# Requirement
Scan the records for the string "wheel", then copy each line that has it.

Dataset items
————————
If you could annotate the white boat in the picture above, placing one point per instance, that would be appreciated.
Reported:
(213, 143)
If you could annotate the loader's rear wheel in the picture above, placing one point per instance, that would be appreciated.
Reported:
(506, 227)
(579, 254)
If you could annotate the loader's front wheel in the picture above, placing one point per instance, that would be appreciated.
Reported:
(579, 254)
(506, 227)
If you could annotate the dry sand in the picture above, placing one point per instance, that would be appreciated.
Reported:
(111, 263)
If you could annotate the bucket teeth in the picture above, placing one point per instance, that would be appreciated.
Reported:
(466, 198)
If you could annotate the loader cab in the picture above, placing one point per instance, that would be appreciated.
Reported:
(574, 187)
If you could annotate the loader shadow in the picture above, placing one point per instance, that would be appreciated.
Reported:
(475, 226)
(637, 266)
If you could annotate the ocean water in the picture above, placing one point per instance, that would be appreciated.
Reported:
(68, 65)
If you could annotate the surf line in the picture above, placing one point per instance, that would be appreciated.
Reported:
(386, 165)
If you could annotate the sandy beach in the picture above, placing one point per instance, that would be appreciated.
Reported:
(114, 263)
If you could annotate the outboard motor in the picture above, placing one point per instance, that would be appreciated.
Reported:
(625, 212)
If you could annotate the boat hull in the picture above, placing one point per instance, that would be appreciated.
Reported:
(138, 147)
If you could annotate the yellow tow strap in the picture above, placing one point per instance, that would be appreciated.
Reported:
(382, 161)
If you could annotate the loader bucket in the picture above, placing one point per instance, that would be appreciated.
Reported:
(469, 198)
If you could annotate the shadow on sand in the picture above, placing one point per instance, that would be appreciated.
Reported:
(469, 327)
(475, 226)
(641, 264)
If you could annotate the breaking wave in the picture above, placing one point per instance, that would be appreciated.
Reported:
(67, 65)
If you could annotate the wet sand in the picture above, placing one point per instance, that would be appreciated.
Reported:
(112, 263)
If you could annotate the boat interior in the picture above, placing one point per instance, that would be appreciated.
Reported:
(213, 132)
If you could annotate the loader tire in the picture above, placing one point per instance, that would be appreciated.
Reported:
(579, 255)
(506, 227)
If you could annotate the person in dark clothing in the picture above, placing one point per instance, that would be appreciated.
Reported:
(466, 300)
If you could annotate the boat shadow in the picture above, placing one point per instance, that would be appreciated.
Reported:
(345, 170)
————————
# Output for this task
If you could annotate the loader's rear wheel in the picture above, placing one point per instance, that would be appreciated.
If you could annotate the loader's front wheel in the picture above, placing one point per instance, that would be appreciated.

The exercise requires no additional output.